## [What is required]
Please restate the data below word for word, omitting all images.

## [Dataset extract]

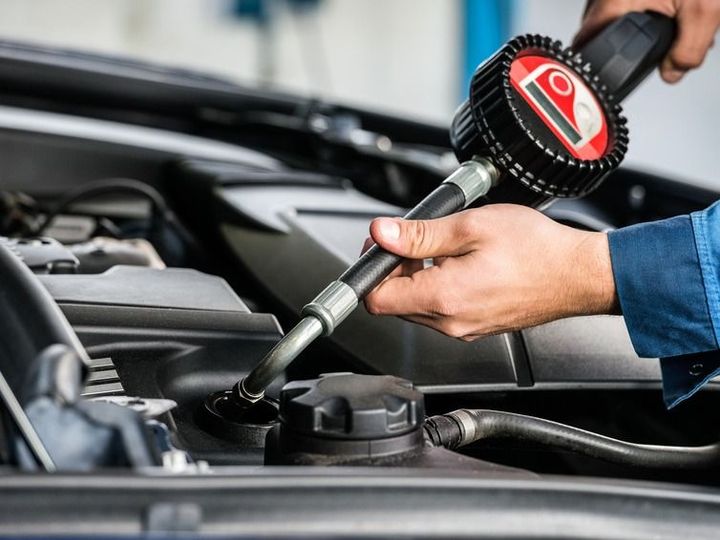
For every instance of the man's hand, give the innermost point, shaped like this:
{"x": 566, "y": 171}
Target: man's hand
{"x": 698, "y": 22}
{"x": 497, "y": 268}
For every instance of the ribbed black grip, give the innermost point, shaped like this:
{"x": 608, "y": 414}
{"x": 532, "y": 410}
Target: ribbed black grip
{"x": 376, "y": 263}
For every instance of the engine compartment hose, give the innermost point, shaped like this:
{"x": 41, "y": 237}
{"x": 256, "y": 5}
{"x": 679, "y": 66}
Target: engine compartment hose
{"x": 466, "y": 426}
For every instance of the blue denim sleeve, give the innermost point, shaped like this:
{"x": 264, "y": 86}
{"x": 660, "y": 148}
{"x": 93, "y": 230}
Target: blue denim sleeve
{"x": 667, "y": 276}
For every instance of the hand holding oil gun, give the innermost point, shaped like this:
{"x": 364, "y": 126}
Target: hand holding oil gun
{"x": 506, "y": 267}
{"x": 541, "y": 122}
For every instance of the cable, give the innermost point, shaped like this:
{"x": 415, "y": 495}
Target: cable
{"x": 159, "y": 211}
{"x": 466, "y": 426}
{"x": 103, "y": 187}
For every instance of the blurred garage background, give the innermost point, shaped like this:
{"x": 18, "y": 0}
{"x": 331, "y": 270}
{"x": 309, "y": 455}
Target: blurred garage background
{"x": 410, "y": 57}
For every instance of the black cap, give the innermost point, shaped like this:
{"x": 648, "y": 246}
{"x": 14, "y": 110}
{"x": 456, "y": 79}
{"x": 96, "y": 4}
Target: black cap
{"x": 531, "y": 139}
{"x": 352, "y": 407}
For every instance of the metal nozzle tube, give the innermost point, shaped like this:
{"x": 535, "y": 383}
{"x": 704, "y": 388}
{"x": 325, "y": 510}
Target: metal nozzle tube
{"x": 252, "y": 388}
{"x": 471, "y": 180}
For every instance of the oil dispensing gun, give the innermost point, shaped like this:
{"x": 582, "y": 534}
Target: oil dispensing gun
{"x": 541, "y": 122}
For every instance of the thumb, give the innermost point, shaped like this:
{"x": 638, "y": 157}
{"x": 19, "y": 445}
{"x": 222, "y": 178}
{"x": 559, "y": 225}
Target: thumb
{"x": 423, "y": 239}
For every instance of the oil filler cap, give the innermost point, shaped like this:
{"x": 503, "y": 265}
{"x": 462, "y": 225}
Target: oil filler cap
{"x": 348, "y": 407}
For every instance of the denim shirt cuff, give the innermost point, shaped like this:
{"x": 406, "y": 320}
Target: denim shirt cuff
{"x": 662, "y": 293}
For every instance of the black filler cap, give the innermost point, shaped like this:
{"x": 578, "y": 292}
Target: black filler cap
{"x": 347, "y": 406}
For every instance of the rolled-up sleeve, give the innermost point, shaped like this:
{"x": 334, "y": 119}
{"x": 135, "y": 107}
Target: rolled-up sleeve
{"x": 667, "y": 276}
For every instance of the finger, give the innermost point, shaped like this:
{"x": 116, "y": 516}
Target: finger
{"x": 697, "y": 24}
{"x": 602, "y": 12}
{"x": 421, "y": 239}
{"x": 406, "y": 295}
{"x": 367, "y": 244}
{"x": 407, "y": 268}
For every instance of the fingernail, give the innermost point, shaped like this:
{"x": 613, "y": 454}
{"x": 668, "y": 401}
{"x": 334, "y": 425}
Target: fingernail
{"x": 389, "y": 229}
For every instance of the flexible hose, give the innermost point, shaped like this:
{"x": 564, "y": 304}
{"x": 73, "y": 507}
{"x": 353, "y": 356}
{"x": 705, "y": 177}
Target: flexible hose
{"x": 466, "y": 426}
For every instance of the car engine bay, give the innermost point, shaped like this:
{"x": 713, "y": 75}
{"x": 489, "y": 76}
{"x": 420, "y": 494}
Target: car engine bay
{"x": 159, "y": 231}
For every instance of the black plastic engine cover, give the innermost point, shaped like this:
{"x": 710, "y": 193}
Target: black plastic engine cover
{"x": 295, "y": 234}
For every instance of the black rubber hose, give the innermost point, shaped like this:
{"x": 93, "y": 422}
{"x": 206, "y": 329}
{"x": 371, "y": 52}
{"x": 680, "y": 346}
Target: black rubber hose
{"x": 465, "y": 426}
{"x": 376, "y": 263}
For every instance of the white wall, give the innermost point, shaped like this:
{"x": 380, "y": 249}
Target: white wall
{"x": 397, "y": 55}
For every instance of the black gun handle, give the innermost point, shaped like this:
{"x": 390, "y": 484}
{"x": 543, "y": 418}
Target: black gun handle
{"x": 625, "y": 52}
{"x": 376, "y": 263}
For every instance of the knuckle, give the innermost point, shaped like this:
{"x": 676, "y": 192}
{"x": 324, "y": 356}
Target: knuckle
{"x": 444, "y": 308}
{"x": 687, "y": 57}
{"x": 453, "y": 329}
{"x": 420, "y": 234}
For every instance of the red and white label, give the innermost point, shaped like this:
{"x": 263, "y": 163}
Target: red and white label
{"x": 563, "y": 102}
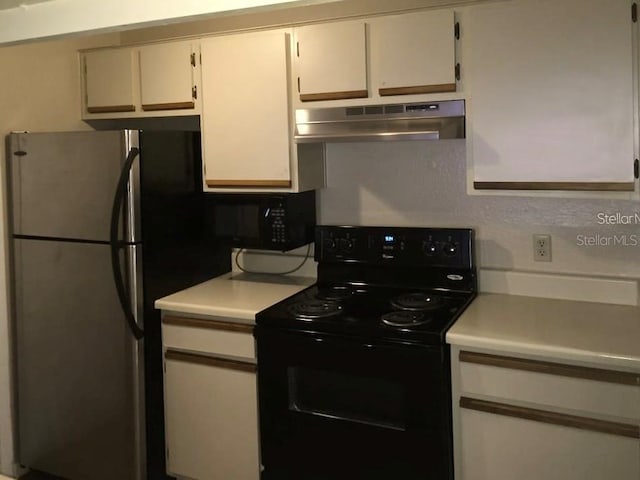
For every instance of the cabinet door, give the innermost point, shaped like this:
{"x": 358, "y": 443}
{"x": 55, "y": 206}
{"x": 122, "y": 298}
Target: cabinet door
{"x": 551, "y": 104}
{"x": 211, "y": 418}
{"x": 246, "y": 121}
{"x": 331, "y": 60}
{"x": 415, "y": 53}
{"x": 167, "y": 76}
{"x": 497, "y": 447}
{"x": 109, "y": 81}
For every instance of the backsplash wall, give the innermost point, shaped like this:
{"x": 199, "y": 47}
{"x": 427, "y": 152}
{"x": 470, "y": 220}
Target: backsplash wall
{"x": 424, "y": 184}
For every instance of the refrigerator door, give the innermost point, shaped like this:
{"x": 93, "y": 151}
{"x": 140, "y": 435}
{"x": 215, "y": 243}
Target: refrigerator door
{"x": 62, "y": 184}
{"x": 78, "y": 367}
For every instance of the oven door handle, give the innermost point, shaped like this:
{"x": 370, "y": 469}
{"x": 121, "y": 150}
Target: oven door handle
{"x": 366, "y": 344}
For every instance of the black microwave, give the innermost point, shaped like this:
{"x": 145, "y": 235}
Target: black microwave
{"x": 264, "y": 221}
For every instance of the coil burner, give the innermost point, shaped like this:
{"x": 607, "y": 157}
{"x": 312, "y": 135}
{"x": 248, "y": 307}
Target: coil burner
{"x": 416, "y": 302}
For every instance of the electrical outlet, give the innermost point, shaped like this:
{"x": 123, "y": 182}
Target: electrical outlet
{"x": 542, "y": 248}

## [Result]
For every instance of the man's hand, give the innermost point, shaped like this:
{"x": 566, "y": 171}
Target: man's hand
{"x": 698, "y": 22}
{"x": 497, "y": 268}
For every instance of the ribbed black grip, give the innermost point, shaped like this:
{"x": 608, "y": 414}
{"x": 532, "y": 410}
Target: ribbed black grip
{"x": 376, "y": 263}
For every instance of the engine compartment hose, give the innermost point, shaped like this:
{"x": 41, "y": 237}
{"x": 256, "y": 5}
{"x": 679, "y": 66}
Target: engine compartment hose
{"x": 466, "y": 426}
For every instance of the blue denim sleeve, give the innermost point, shaped like this:
{"x": 264, "y": 86}
{"x": 660, "y": 148}
{"x": 93, "y": 230}
Target: blue denim sleeve
{"x": 667, "y": 276}
For every instance of the hand holding oil gun, give the innermost point, shaped like this:
{"x": 364, "y": 126}
Target: hand holding oil gun
{"x": 506, "y": 267}
{"x": 541, "y": 122}
For every instance of the cable, give the innermost point, shaped like this:
{"x": 415, "y": 495}
Target: cable
{"x": 159, "y": 211}
{"x": 466, "y": 426}
{"x": 103, "y": 187}
For every instance of the blurred garage background, give the innermost point, shaped like this:
{"x": 18, "y": 0}
{"x": 331, "y": 270}
{"x": 309, "y": 455}
Target: blurred garage background
{"x": 410, "y": 57}
For every instance of the black cap, give the innermost point, shaped like this:
{"x": 648, "y": 246}
{"x": 14, "y": 110}
{"x": 456, "y": 79}
{"x": 96, "y": 4}
Target: black cap
{"x": 531, "y": 139}
{"x": 352, "y": 407}
For every instance of the metal nozzle tube, give the innermost point, shaped like this:
{"x": 535, "y": 383}
{"x": 704, "y": 388}
{"x": 325, "y": 510}
Target: metal nozzle tube
{"x": 252, "y": 388}
{"x": 471, "y": 180}
For every instance of the oil dispensing gun, give the innermost point, shaped like this:
{"x": 582, "y": 534}
Target: oil dispensing gun
{"x": 541, "y": 122}
For every instance of the thumb, give the innermost point, shaped like this:
{"x": 638, "y": 157}
{"x": 19, "y": 445}
{"x": 222, "y": 178}
{"x": 559, "y": 225}
Target: thumb
{"x": 423, "y": 239}
For every instance of the oil filler cap, give the innermost point, shaped like this:
{"x": 503, "y": 265}
{"x": 462, "y": 225}
Target: oil filler cap
{"x": 348, "y": 407}
For every instance of the denim shirt cuff, give the innermost point, shaped like this:
{"x": 406, "y": 320}
Target: denim shirt cuff
{"x": 662, "y": 293}
For every instance of the black filler cap, give the innermost point, shaped like this:
{"x": 578, "y": 292}
Target: black filler cap
{"x": 347, "y": 406}
For every instance of the rolled-up sleeve, give the innermost point, shaped like this:
{"x": 334, "y": 119}
{"x": 135, "y": 107}
Target: rolled-up sleeve
{"x": 667, "y": 276}
For every instance of the finger, give the innermost point, shaped like this:
{"x": 116, "y": 516}
Target: finger
{"x": 697, "y": 24}
{"x": 602, "y": 12}
{"x": 421, "y": 239}
{"x": 406, "y": 295}
{"x": 367, "y": 244}
{"x": 407, "y": 268}
For every instance of the fingernail, give the innermost point, shaped like this:
{"x": 613, "y": 454}
{"x": 668, "y": 401}
{"x": 334, "y": 425}
Target: fingernail
{"x": 389, "y": 229}
For every instance of the flexible hose, give the innermost point, shaped like this:
{"x": 564, "y": 304}
{"x": 73, "y": 507}
{"x": 353, "y": 356}
{"x": 705, "y": 177}
Target: flexible hose
{"x": 466, "y": 426}
For every instance of the car engine bay, give the innermost point, shaped like this:
{"x": 713, "y": 75}
{"x": 489, "y": 76}
{"x": 420, "y": 494}
Target: car engine bay
{"x": 159, "y": 231}
For every instance of the black plastic engine cover, give the innermost point, shaped like this:
{"x": 710, "y": 193}
Target: black plastic engine cover
{"x": 295, "y": 234}
For every instance of the black rubber hose, give the innermost point, shaped like this:
{"x": 93, "y": 422}
{"x": 206, "y": 329}
{"x": 371, "y": 52}
{"x": 680, "y": 346}
Target: black rubber hose
{"x": 465, "y": 426}
{"x": 376, "y": 263}
For every instance of the white wall, give the innermost point, shaped like this:
{"x": 380, "y": 249}
Target: white wall
{"x": 397, "y": 55}
For every instance of the black gun handle, give the innermost point, shaped like this:
{"x": 390, "y": 484}
{"x": 543, "y": 418}
Target: black gun handle
{"x": 625, "y": 52}
{"x": 376, "y": 263}
For every instance of the knuckle, give the innermost point, shaped like this:
{"x": 676, "y": 192}
{"x": 324, "y": 356}
Target: knuckle
{"x": 444, "y": 308}
{"x": 687, "y": 57}
{"x": 453, "y": 329}
{"x": 420, "y": 234}
For every instance of the red and white label, give the innermost point, shaped like this:
{"x": 263, "y": 163}
Target: red and white label
{"x": 563, "y": 102}
For every instance of the cabinet door, give the innermost point, shaped like this:
{"x": 358, "y": 443}
{"x": 55, "y": 206}
{"x": 122, "y": 298}
Target: cabinet door
{"x": 551, "y": 104}
{"x": 211, "y": 418}
{"x": 246, "y": 121}
{"x": 331, "y": 60}
{"x": 415, "y": 53}
{"x": 167, "y": 76}
{"x": 497, "y": 447}
{"x": 109, "y": 81}
For every instance of the backsplash wall, give the innermost point, shaped like this:
{"x": 199, "y": 47}
{"x": 427, "y": 152}
{"x": 470, "y": 220}
Target: backsplash wall
{"x": 424, "y": 184}
For every instance of the refrigerator door, give the innermost point, shaped like this:
{"x": 93, "y": 151}
{"x": 140, "y": 435}
{"x": 215, "y": 243}
Target: refrigerator door
{"x": 62, "y": 184}
{"x": 78, "y": 367}
For every instance of the oven door handle, give the innermost point, shaped like this:
{"x": 370, "y": 469}
{"x": 121, "y": 150}
Target: oven door handle
{"x": 366, "y": 344}
For every instance of the black microwave, give the innermost point, shaped like this:
{"x": 145, "y": 235}
Target: black microwave
{"x": 264, "y": 221}
For every instance of the coil burner, give the innermost point, shaped like this:
{"x": 607, "y": 157}
{"x": 312, "y": 135}
{"x": 248, "y": 307}
Target: coil burner
{"x": 416, "y": 302}
For every instance of the electrical outlet, give the innermost point, shaped like this:
{"x": 123, "y": 182}
Target: electrical outlet
{"x": 542, "y": 248}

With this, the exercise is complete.